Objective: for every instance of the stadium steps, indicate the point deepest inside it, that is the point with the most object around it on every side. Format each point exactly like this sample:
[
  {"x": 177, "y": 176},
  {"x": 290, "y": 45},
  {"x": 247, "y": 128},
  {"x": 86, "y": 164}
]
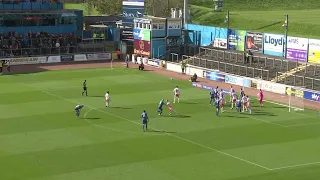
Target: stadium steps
[{"x": 290, "y": 73}]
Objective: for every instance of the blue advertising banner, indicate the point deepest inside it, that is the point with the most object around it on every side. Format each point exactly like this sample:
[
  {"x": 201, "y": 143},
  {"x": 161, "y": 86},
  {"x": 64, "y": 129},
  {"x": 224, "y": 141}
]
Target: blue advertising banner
[
  {"x": 132, "y": 9},
  {"x": 237, "y": 81},
  {"x": 215, "y": 76},
  {"x": 273, "y": 44},
  {"x": 312, "y": 96}
]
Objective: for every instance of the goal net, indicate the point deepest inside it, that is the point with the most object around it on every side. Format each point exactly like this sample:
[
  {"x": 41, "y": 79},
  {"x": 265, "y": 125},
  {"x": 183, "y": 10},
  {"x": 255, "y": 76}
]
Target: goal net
[{"x": 296, "y": 102}]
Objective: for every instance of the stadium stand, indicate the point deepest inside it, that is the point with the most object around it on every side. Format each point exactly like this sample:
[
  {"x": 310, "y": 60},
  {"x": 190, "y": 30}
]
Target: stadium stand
[{"x": 268, "y": 68}]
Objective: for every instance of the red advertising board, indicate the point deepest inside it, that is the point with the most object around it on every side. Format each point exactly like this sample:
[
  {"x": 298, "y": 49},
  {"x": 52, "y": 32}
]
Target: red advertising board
________________________
• **What the exercise asks**
Return the listing above line for line without any change, leaving out the pictures.

• **Response to the exercise**
Objective: for every instance of the stadium steps, indicate the point deepest inside it, that is the point with the most object around it on every side. Format each point exactly like this sample:
[
  {"x": 177, "y": 176},
  {"x": 290, "y": 45},
  {"x": 247, "y": 128},
  {"x": 86, "y": 164}
]
Target: stadium steps
[{"x": 290, "y": 73}]
Objective: for every instance of the blue advertising banner, indicate the point deepest inside it, that is the point with the most object around it on every side. Format each point exactly like this sample:
[
  {"x": 201, "y": 143},
  {"x": 161, "y": 86},
  {"x": 64, "y": 129},
  {"x": 224, "y": 141}
]
Target: blue advertising banner
[
  {"x": 132, "y": 9},
  {"x": 237, "y": 81},
  {"x": 215, "y": 76},
  {"x": 273, "y": 44},
  {"x": 312, "y": 96}
]
Objective: for every instance of the goal net, indicate the point deepest inside it, that is the point with the most object around it on every side. Format each point exactly like this sample:
[
  {"x": 41, "y": 79},
  {"x": 265, "y": 125},
  {"x": 183, "y": 10},
  {"x": 255, "y": 76}
]
Target: goal net
[{"x": 296, "y": 102}]
Objective: for every instance of the stadium stand, indicate the point deepest inside it, that is the point with the most object around it on every side. Format each point exactly like this sample:
[
  {"x": 310, "y": 60},
  {"x": 190, "y": 30}
]
Target: stadium stand
[{"x": 268, "y": 68}]
Objective: for every instance of the red advertising board, indicate the point deepest inside it, that is the point with the most object around it on every side. Format each point exactly like this sample:
[
  {"x": 298, "y": 49},
  {"x": 52, "y": 32}
]
Target: red advertising board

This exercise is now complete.